What to work on: Where the listing below has a line with "bbox: denim shorts", write out exactly that line and every line after it, stopping after the line with "bbox: shorts waistband".

___ Provided information ___

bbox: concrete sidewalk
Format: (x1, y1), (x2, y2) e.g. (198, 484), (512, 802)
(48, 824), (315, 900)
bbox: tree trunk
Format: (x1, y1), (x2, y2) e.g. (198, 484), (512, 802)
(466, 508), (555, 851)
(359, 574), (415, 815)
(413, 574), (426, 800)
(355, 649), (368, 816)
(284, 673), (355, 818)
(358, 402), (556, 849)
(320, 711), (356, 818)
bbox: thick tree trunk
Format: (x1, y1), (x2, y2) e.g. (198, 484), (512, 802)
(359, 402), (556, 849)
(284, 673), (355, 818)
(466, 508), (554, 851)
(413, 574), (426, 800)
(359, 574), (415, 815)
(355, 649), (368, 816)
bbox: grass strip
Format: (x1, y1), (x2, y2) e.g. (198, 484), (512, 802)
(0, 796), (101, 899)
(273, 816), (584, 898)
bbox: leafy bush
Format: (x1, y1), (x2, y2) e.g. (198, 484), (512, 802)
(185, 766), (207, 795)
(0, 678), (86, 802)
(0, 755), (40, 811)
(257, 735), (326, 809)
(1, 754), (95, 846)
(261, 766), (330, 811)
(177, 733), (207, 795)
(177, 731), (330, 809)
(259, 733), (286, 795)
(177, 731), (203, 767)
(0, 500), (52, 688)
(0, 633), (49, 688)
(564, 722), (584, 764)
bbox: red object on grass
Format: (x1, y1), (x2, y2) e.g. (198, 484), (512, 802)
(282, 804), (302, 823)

___
___ Provided information ___

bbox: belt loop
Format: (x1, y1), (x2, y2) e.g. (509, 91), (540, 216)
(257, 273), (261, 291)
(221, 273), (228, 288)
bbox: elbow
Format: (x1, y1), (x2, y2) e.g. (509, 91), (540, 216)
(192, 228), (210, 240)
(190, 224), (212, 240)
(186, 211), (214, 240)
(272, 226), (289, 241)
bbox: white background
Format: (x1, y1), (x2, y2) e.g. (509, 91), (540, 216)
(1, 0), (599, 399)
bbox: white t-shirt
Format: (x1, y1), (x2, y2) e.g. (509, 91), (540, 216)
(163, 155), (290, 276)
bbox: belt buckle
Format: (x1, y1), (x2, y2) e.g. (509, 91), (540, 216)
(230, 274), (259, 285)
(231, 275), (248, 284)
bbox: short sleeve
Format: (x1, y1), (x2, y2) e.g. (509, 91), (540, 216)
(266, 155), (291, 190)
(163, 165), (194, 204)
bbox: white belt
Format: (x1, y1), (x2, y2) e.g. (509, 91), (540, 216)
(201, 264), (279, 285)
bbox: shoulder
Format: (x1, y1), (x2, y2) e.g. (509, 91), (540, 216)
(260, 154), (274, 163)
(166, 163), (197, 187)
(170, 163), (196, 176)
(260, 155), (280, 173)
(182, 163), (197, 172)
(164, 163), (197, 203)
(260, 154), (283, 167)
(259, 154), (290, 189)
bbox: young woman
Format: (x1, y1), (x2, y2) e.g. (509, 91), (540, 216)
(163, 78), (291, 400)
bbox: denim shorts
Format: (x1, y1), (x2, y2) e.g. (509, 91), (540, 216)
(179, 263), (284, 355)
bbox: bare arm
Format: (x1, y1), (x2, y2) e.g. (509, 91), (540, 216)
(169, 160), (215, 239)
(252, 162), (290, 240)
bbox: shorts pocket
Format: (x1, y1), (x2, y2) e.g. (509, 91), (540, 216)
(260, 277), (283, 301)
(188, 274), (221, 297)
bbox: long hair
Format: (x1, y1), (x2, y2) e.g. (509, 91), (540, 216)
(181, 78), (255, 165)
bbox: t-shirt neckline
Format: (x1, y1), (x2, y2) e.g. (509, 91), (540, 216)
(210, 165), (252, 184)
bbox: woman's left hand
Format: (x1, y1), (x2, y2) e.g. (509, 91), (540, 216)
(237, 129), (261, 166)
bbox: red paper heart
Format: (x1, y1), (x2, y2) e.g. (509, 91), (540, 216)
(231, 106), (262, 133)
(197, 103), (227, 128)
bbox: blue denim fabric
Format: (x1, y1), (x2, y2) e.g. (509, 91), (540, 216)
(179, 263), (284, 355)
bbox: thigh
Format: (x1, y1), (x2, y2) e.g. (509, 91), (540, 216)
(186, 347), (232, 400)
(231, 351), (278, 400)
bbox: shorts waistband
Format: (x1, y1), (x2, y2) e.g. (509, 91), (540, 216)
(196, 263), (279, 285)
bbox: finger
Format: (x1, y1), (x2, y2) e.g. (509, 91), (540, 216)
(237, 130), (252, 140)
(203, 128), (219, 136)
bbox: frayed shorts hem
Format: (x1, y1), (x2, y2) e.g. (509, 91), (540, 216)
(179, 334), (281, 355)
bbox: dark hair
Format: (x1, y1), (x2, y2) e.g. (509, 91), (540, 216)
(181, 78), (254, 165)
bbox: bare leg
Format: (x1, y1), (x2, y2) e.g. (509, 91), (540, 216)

___

Written answer:
bbox: denim shorts
Format: (x1, y1), (x2, y2) e.g. (509, 91), (540, 216)
(179, 263), (284, 355)
bbox: bare arm
Format: (x1, y1), (x2, y2) e.g. (509, 91), (540, 216)
(169, 160), (215, 239)
(252, 162), (290, 240)
bbox: shorts pocket
Format: (x1, y1), (x2, y2) e.g. (509, 91), (540, 216)
(260, 277), (283, 301)
(188, 274), (221, 297)
bbox: long hair
Format: (x1, y1), (x2, y2) e.g. (509, 91), (540, 216)
(181, 78), (255, 165)
bbox: t-shirt neckline
Format: (x1, y1), (x2, y2) e.g. (509, 91), (540, 216)
(210, 165), (252, 184)
bbox: woman's left hand
Format: (x1, y1), (x2, y2) e.g. (509, 91), (540, 216)
(237, 129), (261, 166)
bbox: red paper heart
Format: (x1, y1), (x2, y2) e.g. (509, 91), (540, 216)
(231, 106), (262, 133)
(197, 103), (227, 128)
bbox: blue denim fabric
Format: (x1, y1), (x2, y2) e.g. (509, 91), (540, 216)
(179, 263), (284, 355)
bbox: thigh
Format: (x1, y1), (x2, y2) e.g. (509, 91), (540, 216)
(186, 347), (232, 400)
(231, 351), (278, 400)
bbox: shorts waistband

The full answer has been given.